= Exercise description =
Rewrite every row below with "conforming reply" changed to "valid reply" wherever it occurs. Leave everything else unchanged.

### Available records ###

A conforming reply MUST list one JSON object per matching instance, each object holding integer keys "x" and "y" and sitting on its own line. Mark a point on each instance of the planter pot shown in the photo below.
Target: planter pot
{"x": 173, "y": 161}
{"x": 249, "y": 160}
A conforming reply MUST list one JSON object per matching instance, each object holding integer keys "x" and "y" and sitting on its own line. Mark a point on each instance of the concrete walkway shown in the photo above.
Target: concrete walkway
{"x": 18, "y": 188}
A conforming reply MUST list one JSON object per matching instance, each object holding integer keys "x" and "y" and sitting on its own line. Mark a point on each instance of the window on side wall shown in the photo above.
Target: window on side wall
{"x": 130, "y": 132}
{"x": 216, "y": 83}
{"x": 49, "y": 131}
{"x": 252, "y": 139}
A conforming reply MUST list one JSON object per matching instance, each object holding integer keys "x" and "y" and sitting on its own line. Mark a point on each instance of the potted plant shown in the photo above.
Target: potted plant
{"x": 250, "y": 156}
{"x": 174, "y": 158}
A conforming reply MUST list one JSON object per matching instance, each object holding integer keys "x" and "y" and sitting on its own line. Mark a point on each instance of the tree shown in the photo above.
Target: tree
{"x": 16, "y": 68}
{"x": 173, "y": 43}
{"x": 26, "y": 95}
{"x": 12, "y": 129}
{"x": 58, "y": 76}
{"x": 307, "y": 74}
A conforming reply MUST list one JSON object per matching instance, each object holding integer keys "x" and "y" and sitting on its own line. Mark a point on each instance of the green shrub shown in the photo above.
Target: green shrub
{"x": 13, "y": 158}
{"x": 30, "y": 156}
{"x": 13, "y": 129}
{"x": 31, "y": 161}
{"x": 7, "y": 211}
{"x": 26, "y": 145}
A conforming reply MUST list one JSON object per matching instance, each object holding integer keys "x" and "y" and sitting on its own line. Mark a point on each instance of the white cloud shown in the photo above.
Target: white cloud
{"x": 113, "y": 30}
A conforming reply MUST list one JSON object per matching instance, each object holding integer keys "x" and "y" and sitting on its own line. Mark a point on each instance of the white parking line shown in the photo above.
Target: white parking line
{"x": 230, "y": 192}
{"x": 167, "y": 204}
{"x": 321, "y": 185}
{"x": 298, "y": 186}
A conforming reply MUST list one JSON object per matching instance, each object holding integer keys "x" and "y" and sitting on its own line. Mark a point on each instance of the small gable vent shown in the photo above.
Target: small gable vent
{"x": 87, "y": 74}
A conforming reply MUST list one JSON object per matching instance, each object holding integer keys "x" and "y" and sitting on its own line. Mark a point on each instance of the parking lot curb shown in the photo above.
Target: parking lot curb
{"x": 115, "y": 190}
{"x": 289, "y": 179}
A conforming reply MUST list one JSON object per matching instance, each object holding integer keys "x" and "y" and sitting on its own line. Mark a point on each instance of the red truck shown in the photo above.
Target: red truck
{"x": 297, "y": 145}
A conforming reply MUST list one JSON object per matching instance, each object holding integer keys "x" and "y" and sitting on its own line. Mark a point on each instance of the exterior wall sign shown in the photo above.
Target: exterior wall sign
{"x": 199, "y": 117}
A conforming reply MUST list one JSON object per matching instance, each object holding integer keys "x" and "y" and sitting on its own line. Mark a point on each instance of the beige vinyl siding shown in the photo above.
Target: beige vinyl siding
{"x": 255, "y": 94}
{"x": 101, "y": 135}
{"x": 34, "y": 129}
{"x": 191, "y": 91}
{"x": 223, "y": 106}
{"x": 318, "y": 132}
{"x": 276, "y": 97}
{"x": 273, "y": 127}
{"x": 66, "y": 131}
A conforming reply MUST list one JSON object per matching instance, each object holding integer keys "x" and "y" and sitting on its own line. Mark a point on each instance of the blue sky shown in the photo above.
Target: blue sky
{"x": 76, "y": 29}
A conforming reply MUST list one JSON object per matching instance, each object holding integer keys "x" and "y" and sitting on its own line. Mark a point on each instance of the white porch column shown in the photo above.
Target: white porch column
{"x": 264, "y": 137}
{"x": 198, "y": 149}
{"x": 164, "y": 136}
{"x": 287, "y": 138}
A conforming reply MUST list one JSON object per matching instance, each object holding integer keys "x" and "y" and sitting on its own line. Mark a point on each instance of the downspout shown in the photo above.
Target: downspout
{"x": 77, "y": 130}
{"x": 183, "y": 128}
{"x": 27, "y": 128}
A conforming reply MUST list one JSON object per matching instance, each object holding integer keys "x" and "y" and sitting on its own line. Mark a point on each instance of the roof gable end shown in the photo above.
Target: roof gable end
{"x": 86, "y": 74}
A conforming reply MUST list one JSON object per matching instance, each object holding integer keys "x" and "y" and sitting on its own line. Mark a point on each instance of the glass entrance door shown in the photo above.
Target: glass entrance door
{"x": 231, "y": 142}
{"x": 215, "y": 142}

###

= Task answer =
A valid reply MUST list one JSON object per matching instance, each object holding integer keys "x" and "y" and sitting on its own line. Mark a point on each instance of the planter pot shown in the photo below.
Target: planter pot
{"x": 173, "y": 161}
{"x": 249, "y": 160}
A valid reply MUST list one JSON object per matching instance, each object holding integer keys "x" and "y" and sitting on its own line. Mark a point on each instance of the concrete walkway shown in the photo above.
Target: concrete walkway
{"x": 18, "y": 188}
A valid reply MUST list one JSON object per matching instance, each object holding integer keys "x" and "y" and sitting on its own line. Mark a point on each instance of the window on side wall shown in the photo above.
Target: window on side wall
{"x": 130, "y": 132}
{"x": 216, "y": 83}
{"x": 49, "y": 131}
{"x": 252, "y": 139}
A valid reply MUST list one JSON object per matching instance, each object holding integer keys "x" and "y" and sitting on its own line. Mark a point on each instance of the potted plant shown in the photo above.
Target: potted plant
{"x": 250, "y": 156}
{"x": 174, "y": 158}
A valid reply MUST list one JSON object per matching instance, each object holding integer keys "x" and "y" and sitting on its own line. Mark a point on each instance of the tree shown in the photo above.
Target: tree
{"x": 16, "y": 68}
{"x": 173, "y": 43}
{"x": 26, "y": 95}
{"x": 12, "y": 129}
{"x": 58, "y": 76}
{"x": 307, "y": 74}
A valid reply MUST list one JSON object per matching instance, each object holding integer keys "x" and "y" and sitting on its own line. Mark a point on each instance of the green shrub shown in the photo above.
Target: green shrub
{"x": 13, "y": 158}
{"x": 30, "y": 156}
{"x": 13, "y": 129}
{"x": 31, "y": 161}
{"x": 7, "y": 211}
{"x": 26, "y": 145}
A valid reply MUST list one JSON object per matching instance, each object holding integer keys "x" and "y" and sitting on its own line. Mark a point on each instance of the white cloud shown in the photo above.
Target: white cloud
{"x": 113, "y": 30}
A valid reply MUST list one JSON object per matching instance, each object holding integer keys "x" and "y" and sitting on its own line. Mark a point on each instance of the white parking line shown in the photo above.
Target: white parking line
{"x": 230, "y": 192}
{"x": 167, "y": 204}
{"x": 321, "y": 185}
{"x": 298, "y": 186}
A valid reply MUST list one JSON object per matching instance, each object holding integer keys "x" and "y" and sitting on its own line. Mark a point on each instance of the small gable vent shown in the photo above.
Target: small gable vent
{"x": 87, "y": 74}
A valid reply MUST list one JSON object per matching instance, each object holding integer keys "x" and "y" and sitting on its own line. Mark a point on each instance of the parking lot curb shown in the photo above.
Target: parking lot curb
{"x": 115, "y": 190}
{"x": 289, "y": 179}
A valid reply MUST list one JSON object per matching instance, each object holding integer keys "x" and "y" and sitting on its own line. Mark a point on each instance of the red truck shown in the photo above.
Target: red truck
{"x": 297, "y": 145}
A valid reply MUST list one JSON object per matching instance, each object holding integer keys "x" and "y" and sitting on its own line. Mark a point on each instance of the exterior wall sign shown in the photo above.
Target: exterior wall sign
{"x": 199, "y": 117}
A valid reply MUST list one JSON object per matching instance, each object holding integer keys "x" and "y" and sitting on its own line. Mark a point on each instance of the beige vinyl siding shown in the photo above.
Target: beige vinyl siding
{"x": 255, "y": 94}
{"x": 101, "y": 135}
{"x": 34, "y": 129}
{"x": 191, "y": 91}
{"x": 223, "y": 106}
{"x": 318, "y": 132}
{"x": 276, "y": 97}
{"x": 273, "y": 127}
{"x": 66, "y": 131}
A valid reply MUST list one JSON object per matching instance, each object holding integer keys "x" and "y" and sitting on its own line. Mark a point on each instance of the blue sky shown in the photo above.
Target: blue sky
{"x": 76, "y": 29}
A valid reply MUST list one JSON object per matching instance, each object holding integer keys "x" and "y" and sitting on its own line. Mark a point on each instance of the white porch column shown in the photo above.
Target: white porch column
{"x": 264, "y": 137}
{"x": 198, "y": 149}
{"x": 164, "y": 136}
{"x": 287, "y": 138}
A valid reply MUST list one JSON object per matching instance, each object holding integer keys "x" and "y" and sitting on its own line. Mark a point on each instance of the downspout shown in the photo above.
Target: downspout
{"x": 77, "y": 130}
{"x": 183, "y": 128}
{"x": 27, "y": 128}
A valid reply MUST list one JSON object per matching instance, each object holding integer keys "x" and "y" and sitting on its own line. Mark a point on each instance of the roof gable end shown in the photo above.
Target: roof gable end
{"x": 86, "y": 74}
A valid reply MUST list one JSON object per matching instance, each object holding integer keys "x" and "y" and sitting on its own line. Mark a point on each instance of the glass entrance door shown in the photo above.
Target: glass entrance door
{"x": 231, "y": 142}
{"x": 215, "y": 142}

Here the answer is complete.